EXTRACTED RECORDS:
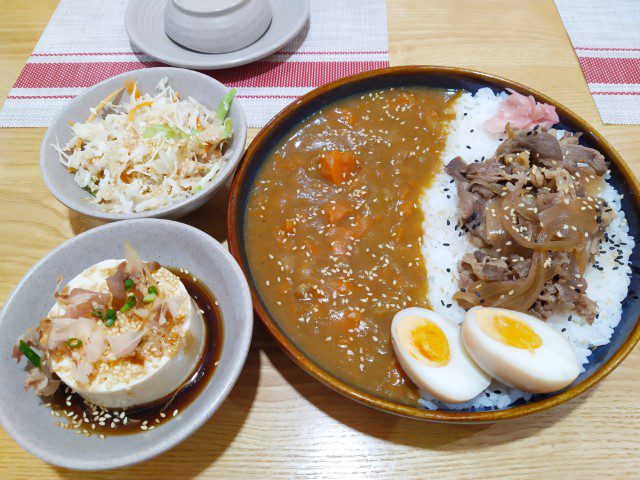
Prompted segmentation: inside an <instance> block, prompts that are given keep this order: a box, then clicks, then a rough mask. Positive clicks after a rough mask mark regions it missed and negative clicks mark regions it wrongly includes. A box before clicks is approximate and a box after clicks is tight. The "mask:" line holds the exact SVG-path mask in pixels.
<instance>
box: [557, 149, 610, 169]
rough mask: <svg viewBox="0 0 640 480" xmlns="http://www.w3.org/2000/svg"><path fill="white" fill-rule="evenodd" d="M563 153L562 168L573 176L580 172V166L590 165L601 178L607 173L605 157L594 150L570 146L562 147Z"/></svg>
mask: <svg viewBox="0 0 640 480" xmlns="http://www.w3.org/2000/svg"><path fill="white" fill-rule="evenodd" d="M562 153H563V157H562V166H563V167H564V168H565V169H567V170H568V171H569V172H570V173H572V174H575V173H576V172H577V171H579V170H580V166H579V164H587V165H589V166H590V167H591V168H592V169H593V170H594V172H596V175H598V176H600V177H601V176H603V175H604V174H605V173H607V164H606V163H605V161H604V156H603V155H602V154H601V153H600V152H599V151H597V150H594V149H593V148H589V147H585V146H583V145H577V144H570V145H565V146H563V147H562Z"/></svg>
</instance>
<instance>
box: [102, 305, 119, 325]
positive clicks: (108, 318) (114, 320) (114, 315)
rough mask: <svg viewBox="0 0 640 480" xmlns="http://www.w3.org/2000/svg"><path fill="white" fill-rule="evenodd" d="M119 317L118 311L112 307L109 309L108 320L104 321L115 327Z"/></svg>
mask: <svg viewBox="0 0 640 480" xmlns="http://www.w3.org/2000/svg"><path fill="white" fill-rule="evenodd" d="M117 318H118V316H117V314H116V311H115V310H114V309H112V308H110V309H109V310H107V315H106V320H105V322H104V324H105V326H107V327H113V324H114V323H116V319H117Z"/></svg>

YOUR ASSIGNMENT: Copy every line of the items above word for word, leaving out the pictures.

OUTPUT BELOW:
Prompted segmentation: inside an <instance> block, prompts that are given keep this order: a box, then clicks, then a rough mask. Positive clicks after a rough mask mark regions it missed and negative clicks mark regions it wrongly includes. A box before clicks is approximate and a box after clicks is tight. The "mask:" line holds the exact SVG-path mask in pixels.
<instance>
box: [557, 149, 610, 169]
rough mask: <svg viewBox="0 0 640 480" xmlns="http://www.w3.org/2000/svg"><path fill="white" fill-rule="evenodd" d="M563 153L562 168L573 176L580 172V166L590 165L601 178L607 173L605 157L594 150L570 146L562 147Z"/></svg>
mask: <svg viewBox="0 0 640 480" xmlns="http://www.w3.org/2000/svg"><path fill="white" fill-rule="evenodd" d="M562 153H563V157H562V166H563V167H564V168H565V169H567V170H568V171H569V172H570V173H572V174H575V173H576V172H577V171H579V170H580V166H579V164H587V165H589V166H590V167H591V168H592V169H593V170H594V172H596V175H598V176H600V177H601V176H603V175H604V174H605V173H607V164H606V163H605V161H604V156H603V155H602V154H601V153H600V152H599V151H597V150H594V149H593V148H589V147H585V146H583V145H577V144H570V145H565V146H563V147H562Z"/></svg>
</instance>
<instance>
box: [102, 305, 119, 325]
positive clicks: (108, 318) (114, 320) (114, 315)
rough mask: <svg viewBox="0 0 640 480" xmlns="http://www.w3.org/2000/svg"><path fill="white" fill-rule="evenodd" d="M119 317L118 311L112 307L109 309L108 320L104 321L115 327Z"/></svg>
mask: <svg viewBox="0 0 640 480" xmlns="http://www.w3.org/2000/svg"><path fill="white" fill-rule="evenodd" d="M117 318H118V316H117V314H116V311H115V310H114V309H112V308H110V309H109V310H107V315H106V320H105V322H104V324H105V326H107V327H113V324H114V323H116V319H117Z"/></svg>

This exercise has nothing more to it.